_Aim_. Copy the rows below word for word, keeping every line in its original order. Leave the pictures out of your copy.

_Items_.
※ ※ ※
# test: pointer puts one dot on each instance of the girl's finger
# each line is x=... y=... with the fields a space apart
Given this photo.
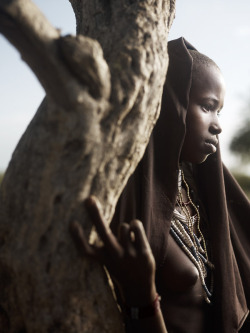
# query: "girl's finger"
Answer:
x=80 y=240
x=110 y=242
x=124 y=236
x=140 y=242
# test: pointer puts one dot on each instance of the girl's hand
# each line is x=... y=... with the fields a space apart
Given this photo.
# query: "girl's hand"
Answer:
x=128 y=257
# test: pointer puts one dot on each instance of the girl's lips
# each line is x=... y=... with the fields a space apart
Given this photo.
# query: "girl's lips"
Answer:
x=211 y=146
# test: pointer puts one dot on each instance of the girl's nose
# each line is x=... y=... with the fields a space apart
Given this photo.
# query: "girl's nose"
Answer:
x=215 y=127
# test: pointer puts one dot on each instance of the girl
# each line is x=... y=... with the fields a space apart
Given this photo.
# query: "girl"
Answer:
x=195 y=249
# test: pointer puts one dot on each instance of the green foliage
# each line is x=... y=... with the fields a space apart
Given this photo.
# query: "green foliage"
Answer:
x=244 y=182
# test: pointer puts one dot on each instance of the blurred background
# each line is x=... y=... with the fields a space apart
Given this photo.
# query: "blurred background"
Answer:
x=218 y=28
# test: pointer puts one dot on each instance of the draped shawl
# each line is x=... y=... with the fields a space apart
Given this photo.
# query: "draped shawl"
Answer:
x=150 y=196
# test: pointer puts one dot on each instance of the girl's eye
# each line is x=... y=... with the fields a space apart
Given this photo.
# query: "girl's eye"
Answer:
x=207 y=107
※ ※ ※
_Answer for the task_.
# test: pointer puts one dot on each instance of the girl's finger
# each line is x=... y=... with the fields a space apart
Given this photo.
# query: "girl's finger"
Answer:
x=80 y=240
x=110 y=242
x=124 y=236
x=140 y=242
# test: pointer puts one dot on each instance of the girl's hand
# each line is x=... y=... with the fields a space apart
Given this photo.
# query: "girl's hand"
Answer:
x=128 y=257
# test: pointer puts one dot on each instance of the girl's lips
# each line is x=... y=... with the fields a space apart
Given this photo.
# query: "girl's lips"
Answer:
x=211 y=146
# test: pointer puts one dot on each instance of the girl's nose
# each line is x=... y=... with the fields a space apart
Given this photo.
# query: "girl's nose"
Answer:
x=215 y=127
# test: pointer puts one dot on each instance of the girl
# each line is x=... y=... with the fields a space apart
Given this photo.
# query: "girl"
Answer:
x=195 y=249
# test: pointer puts one dot on each instance of the green foliage
# each line is x=... y=... with the fields a space apart
Given this photo.
# query: "green foliage"
Answer:
x=244 y=182
# test: pointer puts one dot on each instance of the blurred background
# each line is x=... y=... with the fields a space apart
Given this photo.
# query: "blurred background"
Answer:
x=218 y=28
# test: pointer puts one dot on each instance of the draped shawl
# each line is x=... y=... with the fields a space apart
Given this photo.
# query: "draped shawl"
Answer:
x=150 y=196
# test: pointer puts one dot on each instance of the girl's eye
# each line is x=... y=... with the fields a space apart
Given this photo.
# query: "girl's eye"
Answer:
x=207 y=107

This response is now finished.